Talimat 1:
Aşağıdaki veri satırlarından, "target | chimney" geçen satırla başlayıp son satıra kadar süren kısmı iki ucu da dahil olmak üzere aynen yeniden yazın.
━━ Seçilen bölüm
Kürtlere yanlız dün değil bugün 2006 gelindiğinde bile çok bariz örneklerle haksızlık edildiğini , sayılmadıklarını , hürmet gösterilmediklerini Asyadaki halin bir benzeride batı Aydınında bulmak bile yaygın haldedir .
Bakın  Doğu ve Batı sözlüklerine birtanesi  kendi sözlüklerinde sözcüğün kaynağını , milliyetini belirtenler hiç biri kendi sözlüklerinde Kürtlerden , Kürt milliyetinden bahsetme efendiliğini göstermemiş oluşlarında  eksik ve kıt bir anlayışı bulmak mümkün değilmi ?
İşte Kürt tarihide neden kendi tarihleri kadar parlak ve revaçta değilin çevabınıda  bölece vermiş ve anlatmış oluyorum .
Hiqyat  gelenegini yaşatmak için el verdiği kadar hayvanlarla  ifade tarzında hangi hayvanın hangi yön ve yerlere hangi manālarda hangisinin daha uygun olduğunuda izahta bulunmayı uygun bulduğum için açıklamaya çalışaçağım .
Demiş idim  Eski Mısır tarihi , Helenistik tarihi ve onlarla etkileşimdeki Tarihlerin Arkolojik bulgularındaki  kafası hayvan bedeni insan figürler yanında birde dokuna sanaatıda motif işçiliğinde kullanılan  NİK  usüli bile hayvanlarla insanların iç içe tasvirlenişlerde halı benzeri  gibi dokuma , süslemelerde  Hiqtatın izlerini bulmak çok kolaydır .
Sizde kendi ifade tarzınızda rahatlıkla pek çok şeyi Hiqyat usülinde dile getirebilirsiniz , Bu gibi ifade tarzları ifadecinmin çok kaçamak yolarınıda el altında bulundurmasına olanak verir . Örneğin  her hangi bir tegzip ile veya suç duyurusu ile sançılı bir durunda kalmış ise  ifadeci  o zaman   ifade etmiş olduğu Hiqyatın o anlamda değil şu anlanda veya bu anlamda demekle kendisini savunmayla temize çıkarma durumunun avantajınıda elde tutma imkanını verir  . 
Günüzde bile sıradan komuşmalarda birilerini şu bu hayvanın tabiatına benzetmeler süregidiyor , Belki burada Hiqyat geleneği İnsanlık tarihi kadar eski bir gelenekte denilebilinir .
━━━━
━━ Veri satırları
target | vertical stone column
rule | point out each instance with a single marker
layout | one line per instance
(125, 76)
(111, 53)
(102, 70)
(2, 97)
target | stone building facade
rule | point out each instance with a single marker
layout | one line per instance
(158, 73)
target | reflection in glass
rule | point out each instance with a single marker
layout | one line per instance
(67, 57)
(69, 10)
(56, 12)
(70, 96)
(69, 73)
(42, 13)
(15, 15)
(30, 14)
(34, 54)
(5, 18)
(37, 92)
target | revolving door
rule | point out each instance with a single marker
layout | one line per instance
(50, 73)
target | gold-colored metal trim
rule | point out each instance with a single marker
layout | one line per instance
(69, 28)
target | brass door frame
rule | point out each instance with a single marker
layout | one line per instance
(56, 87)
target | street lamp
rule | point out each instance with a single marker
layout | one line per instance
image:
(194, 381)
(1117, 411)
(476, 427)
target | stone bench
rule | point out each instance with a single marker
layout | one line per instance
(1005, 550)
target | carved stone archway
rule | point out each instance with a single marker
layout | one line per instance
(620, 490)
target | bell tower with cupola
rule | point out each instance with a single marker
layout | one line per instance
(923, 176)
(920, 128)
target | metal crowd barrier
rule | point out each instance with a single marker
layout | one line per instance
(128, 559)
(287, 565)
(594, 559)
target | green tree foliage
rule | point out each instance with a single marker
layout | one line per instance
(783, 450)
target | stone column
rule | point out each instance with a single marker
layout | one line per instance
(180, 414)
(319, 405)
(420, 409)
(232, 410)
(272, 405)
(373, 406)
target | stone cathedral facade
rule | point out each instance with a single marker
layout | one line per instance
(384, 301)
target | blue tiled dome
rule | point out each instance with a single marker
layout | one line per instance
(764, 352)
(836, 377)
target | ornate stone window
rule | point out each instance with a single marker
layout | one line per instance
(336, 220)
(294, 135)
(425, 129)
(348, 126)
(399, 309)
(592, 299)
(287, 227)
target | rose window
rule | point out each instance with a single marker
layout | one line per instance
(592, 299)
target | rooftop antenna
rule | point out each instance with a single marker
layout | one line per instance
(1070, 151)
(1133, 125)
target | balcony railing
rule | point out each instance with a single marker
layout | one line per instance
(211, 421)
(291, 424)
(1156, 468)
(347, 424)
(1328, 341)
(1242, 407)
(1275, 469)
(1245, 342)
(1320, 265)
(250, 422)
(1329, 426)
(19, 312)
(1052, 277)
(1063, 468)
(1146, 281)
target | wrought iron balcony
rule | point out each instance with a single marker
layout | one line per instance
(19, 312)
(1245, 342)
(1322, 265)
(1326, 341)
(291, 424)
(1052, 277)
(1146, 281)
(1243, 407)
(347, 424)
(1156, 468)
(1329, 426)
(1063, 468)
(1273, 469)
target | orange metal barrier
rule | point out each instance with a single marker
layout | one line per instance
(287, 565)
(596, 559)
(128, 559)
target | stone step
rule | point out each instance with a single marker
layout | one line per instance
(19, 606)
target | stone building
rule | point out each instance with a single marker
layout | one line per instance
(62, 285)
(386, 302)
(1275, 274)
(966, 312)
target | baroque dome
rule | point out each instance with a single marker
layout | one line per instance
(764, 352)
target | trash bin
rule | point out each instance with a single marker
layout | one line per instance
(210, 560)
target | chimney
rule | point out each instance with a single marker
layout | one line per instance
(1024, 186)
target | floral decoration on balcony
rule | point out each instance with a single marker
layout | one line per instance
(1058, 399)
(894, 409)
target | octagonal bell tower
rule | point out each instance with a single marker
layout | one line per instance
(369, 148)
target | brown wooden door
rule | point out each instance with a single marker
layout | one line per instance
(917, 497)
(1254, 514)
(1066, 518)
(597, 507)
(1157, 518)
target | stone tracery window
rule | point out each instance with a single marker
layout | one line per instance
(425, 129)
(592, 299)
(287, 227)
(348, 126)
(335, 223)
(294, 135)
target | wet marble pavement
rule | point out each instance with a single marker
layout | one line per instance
━━━━
Talimat 2:
Yukarıdaki seçilen bölümde "Bakın  Doğu ve" ile başlayıp "anlatmış oluyorum ." ifadesine kadar süren kısmı hiç değiştirmeden tekrarlayın.

Doğru yanıt 1:
target | chimney
rule | point out each instance with a single marker
layout | one line per instance
(1024, 186)
target | floral decoration on balcony
rule | point out each instance with a single marker
layout | one line per instance
(1058, 399)
(894, 409)
target | octagonal bell tower
rule | point out each instance with a single marker
layout | one line per instance
(369, 148)
target | brown wooden door
rule | point out each instance with a single marker
layout | one line per instance
(917, 497)
(1254, 514)
(1066, 518)
(597, 507)
(1157, 518)
target | stone tracery window
rule | point out each instance with a single marker
layout | one line per instance
(425, 129)
(592, 299)
(287, 227)
(348, 126)
(335, 223)
(294, 135)
target | wet marble pavement
rule | point out each instance with a single marker
layout | one line per instance

Doğru yanıt 2:
Bakın  Doğu ve Batı sözlüklerine birtanesi  kendi sözlüklerinde sözcüğün kaynağını , milliyetini belirtenler hiç biri kendi sözlüklerinde Kürtlerden , Kürt milliyetinden bahsetme efendiliğini göstermemiş oluşlarında  eksik ve kıt bir anlayışı bulmak mümkün değilmi ?
İşte Kürt tarihide neden kendi tarihleri kadar parlak ve revaçta değilin çevabınıda  bölece vermiş ve anlatmış oluyorum .